Provided passage:
####################

80 Acres Farms and Soli Organic join forces, signaling that size, consistency, and retail trust now define the future of US vertical farming

16 Dec 2025

80 Acres Farms and Soli Organic logos representing a US vertical farming merger

Something is shifting inside America’s indoor farms. The merger of 80 Acres Farms and Soli Organic is not just another attempt to survive a bruising period. It is a wager that vertical farming’s future depends less on clever technology than on size and reliability.

The combined firm expects roughly $200m in revenue in its first year, making it one of the country’s biggest players in the sector. In an industry scarred by bankruptcies and abandoned facilities, that figure matters less for its magnitude than for what it signals. Scale, once a dream, is now a proxy for credibility.

The logic is straightforward. 80 Acres brings tightly controlled, data-heavy growing systems. Soli Organic contributes deep ties with grocery chains built over years of supplying them. Together they aim to look less like an experiment and more like a conventional produce supplier, one that happens to grow lettuce indoors. For retailers wary of disruption, dependability now trumps novelty.

Vertical farming has always offered an appealing list of advantages: crops grown year-round, far less water, and shorter supply chains. Yet turning those virtues into profits has been harder than advertised. Energy costs have risen, labour has stayed scarce and investors have become choosier. The industry has been forced to confront whether its economics work outside slide decks. This merger looks like an answer to that question.

####################

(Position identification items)
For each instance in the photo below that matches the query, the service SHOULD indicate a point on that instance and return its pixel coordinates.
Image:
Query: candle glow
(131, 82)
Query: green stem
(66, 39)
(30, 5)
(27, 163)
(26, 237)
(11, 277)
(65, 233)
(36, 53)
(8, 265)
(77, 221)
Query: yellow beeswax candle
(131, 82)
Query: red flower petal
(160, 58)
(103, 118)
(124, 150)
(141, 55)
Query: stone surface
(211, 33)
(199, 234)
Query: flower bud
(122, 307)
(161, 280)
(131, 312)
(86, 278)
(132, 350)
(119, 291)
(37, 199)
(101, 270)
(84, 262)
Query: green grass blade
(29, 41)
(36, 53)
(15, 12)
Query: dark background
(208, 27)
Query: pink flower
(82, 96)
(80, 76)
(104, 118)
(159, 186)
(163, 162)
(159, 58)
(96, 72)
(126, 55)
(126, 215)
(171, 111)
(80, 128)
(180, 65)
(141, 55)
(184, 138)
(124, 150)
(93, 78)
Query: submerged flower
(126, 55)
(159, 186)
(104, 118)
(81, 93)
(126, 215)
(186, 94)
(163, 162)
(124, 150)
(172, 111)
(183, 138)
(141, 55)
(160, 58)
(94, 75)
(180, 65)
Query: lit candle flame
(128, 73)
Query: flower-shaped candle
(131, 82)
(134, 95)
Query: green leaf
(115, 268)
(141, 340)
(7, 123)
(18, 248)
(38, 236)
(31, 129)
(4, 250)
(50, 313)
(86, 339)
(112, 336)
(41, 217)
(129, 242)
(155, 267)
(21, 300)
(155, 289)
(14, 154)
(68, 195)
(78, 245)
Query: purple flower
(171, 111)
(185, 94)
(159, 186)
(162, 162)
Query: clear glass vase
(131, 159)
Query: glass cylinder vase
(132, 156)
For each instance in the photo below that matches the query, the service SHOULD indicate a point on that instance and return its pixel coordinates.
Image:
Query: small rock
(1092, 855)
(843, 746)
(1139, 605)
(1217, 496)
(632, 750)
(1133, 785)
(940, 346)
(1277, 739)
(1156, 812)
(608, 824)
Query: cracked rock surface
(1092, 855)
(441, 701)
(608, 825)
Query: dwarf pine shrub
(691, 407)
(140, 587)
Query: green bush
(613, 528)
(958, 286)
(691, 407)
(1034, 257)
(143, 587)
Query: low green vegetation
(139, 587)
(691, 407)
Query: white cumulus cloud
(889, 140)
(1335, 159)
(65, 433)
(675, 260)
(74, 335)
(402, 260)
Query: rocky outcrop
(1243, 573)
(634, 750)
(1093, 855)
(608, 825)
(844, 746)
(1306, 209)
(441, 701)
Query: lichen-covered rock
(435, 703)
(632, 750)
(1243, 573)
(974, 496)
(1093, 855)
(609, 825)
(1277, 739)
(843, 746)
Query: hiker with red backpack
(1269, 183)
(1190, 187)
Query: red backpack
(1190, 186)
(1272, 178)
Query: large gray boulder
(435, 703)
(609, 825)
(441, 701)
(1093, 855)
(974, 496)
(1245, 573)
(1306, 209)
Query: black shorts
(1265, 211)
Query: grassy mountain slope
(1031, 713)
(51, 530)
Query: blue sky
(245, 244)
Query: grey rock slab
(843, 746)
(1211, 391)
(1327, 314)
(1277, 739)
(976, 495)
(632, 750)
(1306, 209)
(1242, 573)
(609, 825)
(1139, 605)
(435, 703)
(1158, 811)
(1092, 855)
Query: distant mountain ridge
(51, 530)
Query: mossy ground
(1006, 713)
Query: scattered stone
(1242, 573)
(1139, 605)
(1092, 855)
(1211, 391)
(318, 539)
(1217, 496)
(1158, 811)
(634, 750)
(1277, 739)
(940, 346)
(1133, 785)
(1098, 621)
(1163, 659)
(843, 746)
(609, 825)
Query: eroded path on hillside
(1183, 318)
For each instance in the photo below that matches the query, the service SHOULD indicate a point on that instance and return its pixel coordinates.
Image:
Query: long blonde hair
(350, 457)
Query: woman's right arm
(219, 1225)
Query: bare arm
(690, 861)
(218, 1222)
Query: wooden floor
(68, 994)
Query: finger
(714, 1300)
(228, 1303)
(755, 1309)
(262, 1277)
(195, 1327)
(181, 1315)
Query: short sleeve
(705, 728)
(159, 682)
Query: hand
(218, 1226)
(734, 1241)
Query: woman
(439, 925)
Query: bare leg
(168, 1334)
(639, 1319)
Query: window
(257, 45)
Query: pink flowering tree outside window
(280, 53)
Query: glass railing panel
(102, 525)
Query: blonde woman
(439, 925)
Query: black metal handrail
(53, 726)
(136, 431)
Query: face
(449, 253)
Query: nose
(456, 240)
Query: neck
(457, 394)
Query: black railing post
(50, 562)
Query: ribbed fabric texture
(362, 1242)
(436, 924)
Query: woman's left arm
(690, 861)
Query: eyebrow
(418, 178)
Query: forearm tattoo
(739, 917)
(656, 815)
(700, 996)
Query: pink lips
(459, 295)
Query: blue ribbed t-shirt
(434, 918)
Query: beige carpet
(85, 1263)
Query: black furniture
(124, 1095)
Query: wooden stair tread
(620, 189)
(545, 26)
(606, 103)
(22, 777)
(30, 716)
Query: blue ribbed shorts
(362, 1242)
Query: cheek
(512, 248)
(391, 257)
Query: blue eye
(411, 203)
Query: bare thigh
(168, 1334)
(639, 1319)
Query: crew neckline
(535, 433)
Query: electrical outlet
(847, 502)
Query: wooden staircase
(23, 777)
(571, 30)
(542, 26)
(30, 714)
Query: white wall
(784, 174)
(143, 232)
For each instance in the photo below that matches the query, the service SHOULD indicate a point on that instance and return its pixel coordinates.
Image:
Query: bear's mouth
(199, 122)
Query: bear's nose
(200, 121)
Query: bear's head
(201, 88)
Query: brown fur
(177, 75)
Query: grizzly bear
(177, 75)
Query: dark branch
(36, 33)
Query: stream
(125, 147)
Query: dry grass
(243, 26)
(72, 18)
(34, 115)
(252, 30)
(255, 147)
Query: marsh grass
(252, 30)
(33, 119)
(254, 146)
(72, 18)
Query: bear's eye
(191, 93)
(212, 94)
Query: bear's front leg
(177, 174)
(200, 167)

####################

Problem set:
1. In the article on the 80 Acres Farms and Soli Organic merger, what is the passage that opens with the words containing "80 Acres Farms and Soli Organic join" and closes with "size and reliability."? Extract it word for word.
2. Answer these questions about the merger article:
(a) How much revenue does the combined firm expect in its first year?
(b) What does Soli Organic contribute to the merger?
(c) Which costs does the article say have risen?
3. Continue the article on the 80 Acres Farms and Soli Organic merger, starting after its final sentence.
The items aren't needed for any of this.

Written responses:
1.
80 Acres Farms and Soli Organic join forces, signaling that size, consistency, and retail trust now define the future of US vertical farming

16 Dec 2025

80 Acres Farms and Soli Organic logos representing a US vertical farming merger

Something is shifting inside America’s indoor farms. The merger of 80 Acres Farms and Soli Organic is not just another attempt to survive a bruising period. It is a wager that vertical farming’s future depends less on clever technology than on size and reliability.

2.
(a) Roughly $200m.
(b) Deep ties with grocery chains, built over years of supplying them.
(c) Energy costs.

3.
Executives at both firms have stressed consistency above all else when discussing the deal. Customers, they argue, want steady volumes and predictable quality, not bold promises that collapse under stress. Sustainability and freshness still matter, but only if they arrive on time and at scale.

Analysts see the tie-up as part of a broader shift. Supermarkets increasingly prefer fewer, larger suppliers to cut risk and simplify sourcing. That leaves smaller vertical farms with tough choices: specialise, partner with rivals or slow their ambitions. Consolidation is unlikely to stop here.

None of this guarantees success. Integrating operations, keeping energy bills in check and narrowing the price gap with field-grown produce will test management. But the tone around the deal is notably less defensive than in recent years.

By choosing consolidation over contraction, vertical farming is signalling that it wants to be judged as an industry, not an idea. The real work of scaling has begun.